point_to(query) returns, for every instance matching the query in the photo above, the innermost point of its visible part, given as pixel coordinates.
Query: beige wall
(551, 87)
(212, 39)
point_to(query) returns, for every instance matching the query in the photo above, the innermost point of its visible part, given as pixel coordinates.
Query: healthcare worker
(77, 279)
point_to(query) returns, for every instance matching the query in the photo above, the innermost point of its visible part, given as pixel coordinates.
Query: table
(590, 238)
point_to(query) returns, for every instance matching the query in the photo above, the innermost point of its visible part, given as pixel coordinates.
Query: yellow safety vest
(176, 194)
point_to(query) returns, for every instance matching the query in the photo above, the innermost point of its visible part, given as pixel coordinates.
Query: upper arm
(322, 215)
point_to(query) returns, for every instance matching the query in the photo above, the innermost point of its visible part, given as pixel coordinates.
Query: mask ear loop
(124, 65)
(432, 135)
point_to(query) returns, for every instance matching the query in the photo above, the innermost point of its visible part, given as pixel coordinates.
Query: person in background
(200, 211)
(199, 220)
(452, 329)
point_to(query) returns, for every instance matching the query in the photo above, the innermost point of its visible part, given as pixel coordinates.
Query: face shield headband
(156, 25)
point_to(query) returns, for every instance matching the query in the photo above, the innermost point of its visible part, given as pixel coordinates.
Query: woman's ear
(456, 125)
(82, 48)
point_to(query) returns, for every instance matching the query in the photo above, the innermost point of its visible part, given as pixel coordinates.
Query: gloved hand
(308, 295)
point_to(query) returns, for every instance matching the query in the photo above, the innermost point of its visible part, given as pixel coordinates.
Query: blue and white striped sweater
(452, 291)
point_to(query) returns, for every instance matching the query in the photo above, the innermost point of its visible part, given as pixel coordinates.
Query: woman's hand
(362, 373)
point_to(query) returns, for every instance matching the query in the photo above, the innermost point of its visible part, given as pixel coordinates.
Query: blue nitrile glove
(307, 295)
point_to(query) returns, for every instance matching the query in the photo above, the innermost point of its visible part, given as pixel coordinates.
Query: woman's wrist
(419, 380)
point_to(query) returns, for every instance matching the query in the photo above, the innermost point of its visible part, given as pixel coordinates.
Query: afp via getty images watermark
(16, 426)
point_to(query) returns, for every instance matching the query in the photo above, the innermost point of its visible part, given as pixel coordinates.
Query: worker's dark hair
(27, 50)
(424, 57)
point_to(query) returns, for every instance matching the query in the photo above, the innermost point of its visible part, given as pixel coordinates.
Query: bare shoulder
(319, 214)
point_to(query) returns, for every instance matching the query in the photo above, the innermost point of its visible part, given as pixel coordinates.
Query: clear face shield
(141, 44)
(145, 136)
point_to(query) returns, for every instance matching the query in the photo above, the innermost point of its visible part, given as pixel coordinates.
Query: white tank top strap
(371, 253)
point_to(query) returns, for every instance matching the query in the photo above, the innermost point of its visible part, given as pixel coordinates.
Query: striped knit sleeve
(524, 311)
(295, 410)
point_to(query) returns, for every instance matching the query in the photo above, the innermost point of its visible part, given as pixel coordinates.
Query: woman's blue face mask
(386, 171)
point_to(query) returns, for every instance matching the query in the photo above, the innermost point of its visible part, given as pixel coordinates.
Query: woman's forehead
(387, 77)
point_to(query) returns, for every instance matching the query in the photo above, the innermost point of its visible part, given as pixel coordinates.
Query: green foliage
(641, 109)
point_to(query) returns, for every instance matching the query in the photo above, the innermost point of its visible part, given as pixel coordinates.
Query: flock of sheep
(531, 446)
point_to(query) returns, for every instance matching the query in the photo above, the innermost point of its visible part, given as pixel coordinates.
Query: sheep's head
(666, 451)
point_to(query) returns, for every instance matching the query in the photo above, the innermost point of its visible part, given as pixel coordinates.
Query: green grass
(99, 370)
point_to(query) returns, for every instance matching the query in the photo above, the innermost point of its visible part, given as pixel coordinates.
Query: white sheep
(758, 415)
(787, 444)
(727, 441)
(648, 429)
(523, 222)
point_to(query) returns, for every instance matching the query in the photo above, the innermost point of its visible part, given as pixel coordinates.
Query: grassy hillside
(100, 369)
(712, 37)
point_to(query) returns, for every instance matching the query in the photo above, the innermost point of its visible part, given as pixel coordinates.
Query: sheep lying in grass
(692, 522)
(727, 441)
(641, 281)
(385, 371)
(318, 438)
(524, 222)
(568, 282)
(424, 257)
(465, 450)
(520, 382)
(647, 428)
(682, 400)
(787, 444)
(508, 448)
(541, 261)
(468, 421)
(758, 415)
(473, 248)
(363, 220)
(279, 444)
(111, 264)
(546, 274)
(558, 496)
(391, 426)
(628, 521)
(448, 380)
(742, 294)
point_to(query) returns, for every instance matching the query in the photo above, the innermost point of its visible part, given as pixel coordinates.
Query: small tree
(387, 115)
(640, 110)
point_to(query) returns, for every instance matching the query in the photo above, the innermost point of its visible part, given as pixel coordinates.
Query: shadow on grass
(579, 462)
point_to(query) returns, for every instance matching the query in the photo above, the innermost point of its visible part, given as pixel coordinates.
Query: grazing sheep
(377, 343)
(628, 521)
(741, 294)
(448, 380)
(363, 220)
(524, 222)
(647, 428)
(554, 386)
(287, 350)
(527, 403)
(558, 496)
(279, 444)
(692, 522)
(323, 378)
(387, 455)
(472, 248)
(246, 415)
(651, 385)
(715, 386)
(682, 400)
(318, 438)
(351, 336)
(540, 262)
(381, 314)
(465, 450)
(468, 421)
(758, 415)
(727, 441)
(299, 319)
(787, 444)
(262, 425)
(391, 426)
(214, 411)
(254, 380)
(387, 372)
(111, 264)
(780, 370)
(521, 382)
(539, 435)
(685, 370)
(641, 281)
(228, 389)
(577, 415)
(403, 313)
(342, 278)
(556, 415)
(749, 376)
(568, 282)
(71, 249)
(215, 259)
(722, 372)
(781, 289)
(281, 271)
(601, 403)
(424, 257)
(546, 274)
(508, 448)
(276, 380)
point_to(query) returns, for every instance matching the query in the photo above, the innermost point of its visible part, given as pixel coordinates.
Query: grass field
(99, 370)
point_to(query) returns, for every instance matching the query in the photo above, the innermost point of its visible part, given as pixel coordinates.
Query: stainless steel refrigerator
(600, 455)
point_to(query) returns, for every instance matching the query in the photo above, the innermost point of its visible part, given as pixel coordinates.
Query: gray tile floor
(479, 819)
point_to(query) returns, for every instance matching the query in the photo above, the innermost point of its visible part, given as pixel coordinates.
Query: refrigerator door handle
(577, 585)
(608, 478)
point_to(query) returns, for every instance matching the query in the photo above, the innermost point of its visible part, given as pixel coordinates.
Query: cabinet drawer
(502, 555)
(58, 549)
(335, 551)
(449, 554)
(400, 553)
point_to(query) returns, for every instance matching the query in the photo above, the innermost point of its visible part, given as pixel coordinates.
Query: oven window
————
- _Exercise_
Each line of the listing is to be reproduced verbatim.

- _Your response_
point_to(query) returns, for every instance matching the query in the photo above, the innermost point of its visible part, given as pixel coordinates.
Query: beige wall
(551, 87)
(212, 39)
point_to(query) returns, for every instance matching the query in the photo above, the innermost point of its visible part, given as pixel coordinates.
Query: healthcare worker
(77, 279)
point_to(query) returns, for every instance matching the query in the photo above, the innermost point of its visible part, given as pixel coordinates.
Query: table
(590, 238)
point_to(query) returns, for every instance matching the query in the photo above, the innermost point of its visible part, given as pixel coordinates.
Query: yellow safety vest
(176, 194)
point_to(query) returns, for every instance matching the query in the photo above, the innermost point of its visible part, given as pixel coordinates.
Query: upper arm
(322, 215)
point_to(query) returns, for every instance matching the query in the photo above, the innermost point of its visible part, given as pixel coordinates.
Query: mask ear loop
(124, 65)
(432, 135)
point_to(query) returns, for every instance matching the query in the photo above, the innermost point of its visible part, given as pixel coordinates.
Query: person in background
(200, 211)
(199, 220)
(452, 329)
point_to(query) returns, for every instance matching the query in the photo above, the innermost point of its visible part, given as pixel coordinates.
Query: face shield headband
(156, 25)
point_to(query) returns, for every instance matching the query in the photo above, the innermost point of its visible part, given as pixel coordinates.
Query: woman's ear
(456, 125)
(82, 48)
point_to(query) returns, for every instance matching the query in the photo above, the innermost point of its visible part, given as pixel coordinates.
Query: gloved hand
(308, 295)
point_to(query) returns, for every instance matching the query in the photo above, the innermost point of its visible part, given as pixel coordinates.
Query: blue and white striped sweater
(452, 291)
point_to(query) returns, for every instance matching the query in the photo above, the innermost point of its visible part, given as pixel coordinates.
Query: woman's hand
(362, 373)
point_to(query) returns, for every instance matching the query in the photo above, the innermost point of its visible part, given as pixel coordinates.
Query: blue nitrile glove
(307, 295)
point_to(query) returns, for every instance matching the query in the photo above, the innermost point of its visible part, given as pixel coordinates.
Query: woman's wrist
(419, 380)
point_to(query) returns, for every instance matching the query in the photo above, the innermost point of its visible part, given as pixel coordinates.
Query: afp via getty images watermark
(16, 426)
point_to(query) returns, for every instance matching the query in the photo above, the innermost point of its visible part, given as pixel coordinates.
Query: worker's dark hair
(27, 50)
(424, 57)
point_to(query) returns, for every instance matching the query in the photo above, the innermost point of its visible part, given as pixel coordinates.
Query: bare shoulder
(319, 214)
point_to(query) returns, for every instance matching the query in the photo above, the innermost point of its visible part, given as pixel coordinates.
Query: clear face shield
(141, 44)
(145, 136)
point_to(query) returns, for every instance matching the query in the photo above, the innermost point of its visible part, given as pixel coordinates.
Query: white tank top strap
(371, 253)
point_to(query) returns, for every instance matching the query in the photo above, the innermost point of its visible part, given as pixel coordinates.
Query: striped knit sleeve
(524, 311)
(295, 410)
point_to(query) returns, for every instance matching the query in the photo above, the innermost point of its visible part, given as pixel coordinates.
Query: woman's blue face mask
(386, 171)
point_to(query) returns, for every instance matching the query in the photo above, the innermost point of its visible part, given as pixel coordinates.
Query: woman's forehead
(387, 77)
point_to(query) returns, for every instance matching the query in the photo above, the innermost point of its visible part, given as pixel coordinates.
Query: green foliage
(641, 109)
point_to(query) returns, for every instance matching the query in the photo above, the innermost point of its visible part, given as pixel coordinates.
Query: flock of sheep
(531, 446)
point_to(query) returns, for every instance matching the query in the photo above, the innermost point of its visible part, given as pixel coordinates.
Query: sheep's head
(666, 451)
point_to(query) returns, for every instance matching the query in the photo above, the innermost point of its visible part, given as pixel coordinates.
Query: green grass
(99, 370)
point_to(query) returns, for every instance matching the query in the photo above, the innermost point of its visible part, given as pixel coordinates.
Query: white sheep
(758, 415)
(787, 444)
(727, 441)
(648, 429)
(523, 222)
point_to(query) returns, for every instance matching the query in the photo above, the innermost point of its visible part, given as pixel coordinates.
Query: grassy hillside
(100, 369)
(712, 37)
point_to(query) returns, for every instance matching the query in the photo above, the innermost point of its visible part, given as pixel coordinates.
Query: sheep lying in grass
(692, 522)
(727, 441)
(641, 281)
(385, 371)
(318, 438)
(524, 222)
(568, 282)
(424, 257)
(465, 450)
(520, 382)
(647, 428)
(682, 400)
(787, 444)
(508, 448)
(541, 261)
(468, 421)
(758, 415)
(473, 248)
(363, 220)
(279, 444)
(111, 264)
(546, 274)
(558, 496)
(391, 426)
(628, 521)
(448, 380)
(742, 294)
point_to(query) returns, for every instance matching the query in the photo above, the innermost point of its visible part, given as pixel coordinates.
Query: small tree
(387, 115)
(640, 110)
point_to(query) returns, for every instance matching the query in the photo above, the innermost point of its visible part, given as pixel coordinates.
Query: shadow on grass
(579, 462)
point_to(query) returns, for every instance matching the query in the photo above, the innermost point of its visible part, given as pixel coordinates.
Query: grazing sheep
(377, 343)
(628, 521)
(741, 294)
(448, 380)
(363, 220)
(524, 222)
(647, 428)
(554, 386)
(287, 350)
(527, 403)
(558, 496)
(279, 444)
(692, 522)
(323, 378)
(387, 455)
(472, 248)
(246, 415)
(651, 385)
(715, 386)
(682, 400)
(318, 438)
(351, 336)
(540, 262)
(381, 314)
(465, 450)
(468, 421)
(758, 415)
(727, 441)
(299, 319)
(787, 444)
(262, 425)
(391, 426)
(214, 411)
(254, 380)
(387, 372)
(111, 264)
(780, 370)
(521, 382)
(539, 435)
(685, 370)
(641, 281)
(228, 389)
(577, 415)
(403, 313)
(342, 278)
(556, 415)
(749, 376)
(568, 282)
(71, 249)
(215, 259)
(722, 372)
(781, 289)
(281, 271)
(601, 403)
(424, 257)
(546, 274)
(508, 448)
(276, 380)
point_to(query) returns, for every instance matching the query in the photo above, the innermost point of its visible part, given as pixel coordinates.
Query: grass field
(99, 370)
point_to(query) returns, for every instance matching the query in the photo above, the innermost point of its visible part, given as pixel coordinates.
Query: stainless steel refrigerator
(600, 455)
point_to(query) returns, for every instance matching the query in the photo above, the innermost point of its visible part, given as pixel coordinates.
Query: gray tile floor
(479, 819)
point_to(query) returns, for every instance matching the query in the photo above, the innermost point of its visible part, given as pixel coordinates.
Query: refrigerator door handle
(577, 585)
(608, 478)
point_to(query) returns, for every instance matching the query in the photo above, the innermost point of its visible part, given as pixel coordinates.
Query: cabinet drawer
(502, 555)
(58, 549)
(335, 551)
(449, 554)
(400, 553)
point_to(query) returns, for every instance matching the query in the photo above, the innermost point of its visible part, given as pixel coordinates.
Query: oven window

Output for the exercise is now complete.